Entries taken from a collection:
──────────
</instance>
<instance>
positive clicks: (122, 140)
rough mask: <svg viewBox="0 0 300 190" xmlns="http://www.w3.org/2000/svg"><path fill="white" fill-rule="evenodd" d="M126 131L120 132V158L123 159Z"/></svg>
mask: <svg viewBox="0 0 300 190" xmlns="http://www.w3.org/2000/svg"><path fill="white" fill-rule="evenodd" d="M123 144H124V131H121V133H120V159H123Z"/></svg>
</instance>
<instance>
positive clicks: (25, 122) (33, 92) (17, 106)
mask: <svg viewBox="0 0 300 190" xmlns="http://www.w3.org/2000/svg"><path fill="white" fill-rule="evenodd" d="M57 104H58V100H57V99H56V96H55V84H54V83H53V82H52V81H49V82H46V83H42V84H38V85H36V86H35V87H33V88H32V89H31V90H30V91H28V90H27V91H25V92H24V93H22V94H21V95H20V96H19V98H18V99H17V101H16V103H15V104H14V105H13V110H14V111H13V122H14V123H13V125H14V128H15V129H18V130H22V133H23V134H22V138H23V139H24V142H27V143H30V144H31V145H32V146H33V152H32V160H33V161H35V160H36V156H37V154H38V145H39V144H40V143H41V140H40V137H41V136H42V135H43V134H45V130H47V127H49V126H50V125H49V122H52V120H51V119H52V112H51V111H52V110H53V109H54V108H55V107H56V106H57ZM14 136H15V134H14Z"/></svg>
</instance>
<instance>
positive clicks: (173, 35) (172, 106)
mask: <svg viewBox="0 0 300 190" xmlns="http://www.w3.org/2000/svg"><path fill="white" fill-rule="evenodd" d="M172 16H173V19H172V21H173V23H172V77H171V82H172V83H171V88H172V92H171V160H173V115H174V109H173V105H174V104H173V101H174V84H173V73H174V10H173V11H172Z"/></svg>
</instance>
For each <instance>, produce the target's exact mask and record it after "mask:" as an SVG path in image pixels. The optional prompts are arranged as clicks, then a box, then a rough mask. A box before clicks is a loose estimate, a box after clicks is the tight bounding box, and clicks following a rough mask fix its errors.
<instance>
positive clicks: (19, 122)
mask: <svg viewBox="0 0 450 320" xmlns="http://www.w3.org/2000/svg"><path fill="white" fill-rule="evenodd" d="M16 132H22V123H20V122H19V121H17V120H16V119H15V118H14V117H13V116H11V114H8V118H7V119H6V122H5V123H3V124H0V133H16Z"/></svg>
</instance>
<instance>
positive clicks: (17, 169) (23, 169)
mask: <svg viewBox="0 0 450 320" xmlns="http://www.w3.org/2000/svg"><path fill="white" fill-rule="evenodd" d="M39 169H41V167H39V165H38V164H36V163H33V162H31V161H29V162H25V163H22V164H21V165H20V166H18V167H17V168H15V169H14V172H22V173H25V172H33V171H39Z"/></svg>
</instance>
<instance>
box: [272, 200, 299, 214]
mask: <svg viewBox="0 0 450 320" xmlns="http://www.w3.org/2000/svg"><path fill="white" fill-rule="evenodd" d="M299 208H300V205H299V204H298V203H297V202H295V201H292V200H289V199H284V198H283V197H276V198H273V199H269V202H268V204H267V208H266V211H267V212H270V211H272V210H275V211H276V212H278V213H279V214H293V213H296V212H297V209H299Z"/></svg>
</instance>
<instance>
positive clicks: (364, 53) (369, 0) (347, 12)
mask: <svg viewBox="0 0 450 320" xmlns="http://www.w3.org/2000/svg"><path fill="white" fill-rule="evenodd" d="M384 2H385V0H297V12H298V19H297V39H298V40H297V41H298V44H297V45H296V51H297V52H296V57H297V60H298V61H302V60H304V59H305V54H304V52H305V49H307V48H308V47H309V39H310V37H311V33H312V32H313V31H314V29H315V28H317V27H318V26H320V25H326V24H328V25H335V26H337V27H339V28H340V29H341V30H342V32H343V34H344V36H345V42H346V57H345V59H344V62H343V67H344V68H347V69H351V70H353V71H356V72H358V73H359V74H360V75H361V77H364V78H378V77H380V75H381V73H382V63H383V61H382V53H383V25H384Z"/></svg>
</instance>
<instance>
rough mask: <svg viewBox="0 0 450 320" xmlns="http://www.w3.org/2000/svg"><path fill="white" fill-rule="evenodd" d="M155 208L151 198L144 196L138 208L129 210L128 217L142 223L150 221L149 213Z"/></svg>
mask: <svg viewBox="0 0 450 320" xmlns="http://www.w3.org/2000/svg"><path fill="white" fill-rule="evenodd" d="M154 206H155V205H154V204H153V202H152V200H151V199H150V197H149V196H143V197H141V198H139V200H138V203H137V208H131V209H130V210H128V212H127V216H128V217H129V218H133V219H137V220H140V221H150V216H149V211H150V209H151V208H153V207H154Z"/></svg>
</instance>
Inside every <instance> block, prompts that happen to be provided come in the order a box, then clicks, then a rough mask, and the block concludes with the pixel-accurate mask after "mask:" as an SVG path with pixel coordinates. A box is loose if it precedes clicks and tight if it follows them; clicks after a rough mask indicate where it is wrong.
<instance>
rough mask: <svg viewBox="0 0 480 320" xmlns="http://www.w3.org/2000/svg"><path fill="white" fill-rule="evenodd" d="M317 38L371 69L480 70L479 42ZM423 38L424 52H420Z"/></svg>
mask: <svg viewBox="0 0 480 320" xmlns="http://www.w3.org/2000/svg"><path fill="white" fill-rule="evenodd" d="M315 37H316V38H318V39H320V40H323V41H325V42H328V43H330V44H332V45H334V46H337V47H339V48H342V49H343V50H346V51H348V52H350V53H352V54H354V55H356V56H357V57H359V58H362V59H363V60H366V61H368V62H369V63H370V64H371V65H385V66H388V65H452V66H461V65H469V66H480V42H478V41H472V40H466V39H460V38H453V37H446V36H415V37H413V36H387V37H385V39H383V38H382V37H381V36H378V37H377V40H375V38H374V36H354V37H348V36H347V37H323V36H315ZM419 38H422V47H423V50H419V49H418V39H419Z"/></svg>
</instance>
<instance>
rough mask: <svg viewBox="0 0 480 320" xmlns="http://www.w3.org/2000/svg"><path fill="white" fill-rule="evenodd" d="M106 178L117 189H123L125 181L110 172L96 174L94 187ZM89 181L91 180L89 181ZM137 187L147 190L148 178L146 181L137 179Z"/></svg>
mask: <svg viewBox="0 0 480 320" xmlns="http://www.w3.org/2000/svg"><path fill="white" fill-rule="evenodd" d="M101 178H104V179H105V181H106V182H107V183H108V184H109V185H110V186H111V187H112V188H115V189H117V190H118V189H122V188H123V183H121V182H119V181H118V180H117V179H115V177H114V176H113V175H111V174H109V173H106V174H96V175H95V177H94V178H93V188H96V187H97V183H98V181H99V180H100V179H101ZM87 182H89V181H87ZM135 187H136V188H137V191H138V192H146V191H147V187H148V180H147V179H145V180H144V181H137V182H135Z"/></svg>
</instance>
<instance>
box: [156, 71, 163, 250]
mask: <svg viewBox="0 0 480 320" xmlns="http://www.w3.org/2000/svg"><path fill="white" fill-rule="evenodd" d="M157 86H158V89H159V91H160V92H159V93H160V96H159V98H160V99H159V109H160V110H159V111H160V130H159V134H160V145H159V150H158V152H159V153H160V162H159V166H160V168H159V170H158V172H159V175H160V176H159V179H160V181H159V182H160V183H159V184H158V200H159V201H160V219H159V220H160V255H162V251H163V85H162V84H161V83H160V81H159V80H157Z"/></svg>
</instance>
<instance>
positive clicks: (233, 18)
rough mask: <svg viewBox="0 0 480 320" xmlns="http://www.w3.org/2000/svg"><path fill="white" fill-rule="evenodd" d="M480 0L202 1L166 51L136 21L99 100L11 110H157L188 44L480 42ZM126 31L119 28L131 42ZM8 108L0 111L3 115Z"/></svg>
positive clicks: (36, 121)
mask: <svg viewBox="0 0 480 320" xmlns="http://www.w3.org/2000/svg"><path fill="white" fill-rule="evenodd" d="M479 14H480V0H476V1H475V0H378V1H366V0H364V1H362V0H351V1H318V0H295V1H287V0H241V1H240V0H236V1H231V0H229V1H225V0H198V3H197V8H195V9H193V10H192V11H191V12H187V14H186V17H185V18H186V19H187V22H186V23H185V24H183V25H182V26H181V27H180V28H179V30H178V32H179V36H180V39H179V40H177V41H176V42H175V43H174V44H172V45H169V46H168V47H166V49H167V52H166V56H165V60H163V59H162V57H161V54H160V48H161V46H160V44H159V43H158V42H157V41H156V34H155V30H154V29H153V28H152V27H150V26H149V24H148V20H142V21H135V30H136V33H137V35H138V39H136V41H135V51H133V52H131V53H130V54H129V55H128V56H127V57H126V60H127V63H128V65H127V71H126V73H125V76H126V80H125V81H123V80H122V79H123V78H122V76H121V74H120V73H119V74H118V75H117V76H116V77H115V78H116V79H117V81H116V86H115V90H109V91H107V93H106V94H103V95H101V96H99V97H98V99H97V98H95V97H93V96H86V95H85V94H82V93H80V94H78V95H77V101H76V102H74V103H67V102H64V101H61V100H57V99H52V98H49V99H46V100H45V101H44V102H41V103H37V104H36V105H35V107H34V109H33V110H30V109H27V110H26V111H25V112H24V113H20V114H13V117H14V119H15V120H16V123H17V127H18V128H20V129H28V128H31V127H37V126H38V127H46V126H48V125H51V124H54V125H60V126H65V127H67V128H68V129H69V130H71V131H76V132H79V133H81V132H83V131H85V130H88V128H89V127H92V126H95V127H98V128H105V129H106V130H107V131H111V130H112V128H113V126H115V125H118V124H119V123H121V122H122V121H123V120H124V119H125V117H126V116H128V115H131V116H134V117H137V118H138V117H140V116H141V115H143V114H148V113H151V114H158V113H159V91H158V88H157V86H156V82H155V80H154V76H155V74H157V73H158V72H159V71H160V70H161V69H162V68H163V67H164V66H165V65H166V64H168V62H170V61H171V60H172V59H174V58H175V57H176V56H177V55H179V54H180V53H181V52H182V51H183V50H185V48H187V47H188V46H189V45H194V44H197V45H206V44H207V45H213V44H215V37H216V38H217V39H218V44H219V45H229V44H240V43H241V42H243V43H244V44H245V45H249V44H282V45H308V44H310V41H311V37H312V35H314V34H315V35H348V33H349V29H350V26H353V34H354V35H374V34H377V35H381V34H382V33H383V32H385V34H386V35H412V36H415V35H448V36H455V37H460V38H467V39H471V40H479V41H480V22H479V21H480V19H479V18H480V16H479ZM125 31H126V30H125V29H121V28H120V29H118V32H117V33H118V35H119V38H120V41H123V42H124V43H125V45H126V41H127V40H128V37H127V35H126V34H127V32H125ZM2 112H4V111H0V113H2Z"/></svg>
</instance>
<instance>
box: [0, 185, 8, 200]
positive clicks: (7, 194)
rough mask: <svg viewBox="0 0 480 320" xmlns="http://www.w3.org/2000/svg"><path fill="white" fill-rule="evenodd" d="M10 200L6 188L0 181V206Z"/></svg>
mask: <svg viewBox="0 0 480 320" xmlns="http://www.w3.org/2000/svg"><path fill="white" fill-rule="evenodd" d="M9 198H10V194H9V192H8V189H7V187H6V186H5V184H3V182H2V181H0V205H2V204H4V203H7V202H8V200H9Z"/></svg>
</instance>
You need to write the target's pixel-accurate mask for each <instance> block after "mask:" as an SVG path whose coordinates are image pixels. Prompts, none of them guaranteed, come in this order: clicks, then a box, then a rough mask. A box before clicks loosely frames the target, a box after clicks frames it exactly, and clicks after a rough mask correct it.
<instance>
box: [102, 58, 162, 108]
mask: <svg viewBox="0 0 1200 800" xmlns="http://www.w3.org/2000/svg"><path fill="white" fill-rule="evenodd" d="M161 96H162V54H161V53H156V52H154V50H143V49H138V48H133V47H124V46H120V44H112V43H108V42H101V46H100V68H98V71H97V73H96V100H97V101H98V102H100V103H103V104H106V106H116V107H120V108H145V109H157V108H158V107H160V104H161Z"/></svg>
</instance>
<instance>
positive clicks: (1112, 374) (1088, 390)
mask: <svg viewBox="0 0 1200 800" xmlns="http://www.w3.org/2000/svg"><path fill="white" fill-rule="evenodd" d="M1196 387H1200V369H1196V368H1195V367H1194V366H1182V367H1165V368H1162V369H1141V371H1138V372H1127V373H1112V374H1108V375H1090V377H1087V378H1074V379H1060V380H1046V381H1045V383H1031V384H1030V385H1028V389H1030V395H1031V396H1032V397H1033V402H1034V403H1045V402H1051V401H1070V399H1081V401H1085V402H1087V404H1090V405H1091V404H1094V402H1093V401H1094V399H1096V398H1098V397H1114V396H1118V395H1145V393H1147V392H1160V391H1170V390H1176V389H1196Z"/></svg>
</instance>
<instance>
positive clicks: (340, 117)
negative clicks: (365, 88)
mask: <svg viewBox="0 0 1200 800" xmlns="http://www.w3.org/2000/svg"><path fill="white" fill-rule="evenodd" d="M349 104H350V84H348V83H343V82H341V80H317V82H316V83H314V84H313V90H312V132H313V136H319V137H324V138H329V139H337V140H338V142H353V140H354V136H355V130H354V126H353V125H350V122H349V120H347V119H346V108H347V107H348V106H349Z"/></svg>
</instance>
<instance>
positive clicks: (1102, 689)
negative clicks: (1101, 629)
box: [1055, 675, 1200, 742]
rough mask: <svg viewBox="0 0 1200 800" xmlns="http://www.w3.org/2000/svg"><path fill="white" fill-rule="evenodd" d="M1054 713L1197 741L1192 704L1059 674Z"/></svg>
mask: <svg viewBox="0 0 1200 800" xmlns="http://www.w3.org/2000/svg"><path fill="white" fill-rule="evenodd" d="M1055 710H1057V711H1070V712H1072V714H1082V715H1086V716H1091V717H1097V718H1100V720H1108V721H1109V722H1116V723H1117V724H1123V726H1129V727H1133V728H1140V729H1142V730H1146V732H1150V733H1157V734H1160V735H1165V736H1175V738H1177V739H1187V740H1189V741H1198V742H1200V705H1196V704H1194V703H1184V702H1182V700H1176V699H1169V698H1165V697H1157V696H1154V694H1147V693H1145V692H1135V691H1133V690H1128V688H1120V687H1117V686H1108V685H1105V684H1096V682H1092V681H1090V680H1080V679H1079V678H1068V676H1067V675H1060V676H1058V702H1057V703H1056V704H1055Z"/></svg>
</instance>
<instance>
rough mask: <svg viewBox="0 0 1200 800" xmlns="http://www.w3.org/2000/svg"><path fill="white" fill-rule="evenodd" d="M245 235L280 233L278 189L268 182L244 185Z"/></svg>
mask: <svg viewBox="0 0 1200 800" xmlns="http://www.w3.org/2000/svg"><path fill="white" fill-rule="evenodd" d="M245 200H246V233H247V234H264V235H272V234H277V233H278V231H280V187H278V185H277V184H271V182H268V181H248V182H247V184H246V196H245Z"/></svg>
──────────
* _TASK TO CARRY OUT_:
Answer with the number alone after tallying the lines of the entries above that contain the word "tight".

* _TASK RESULT_:
2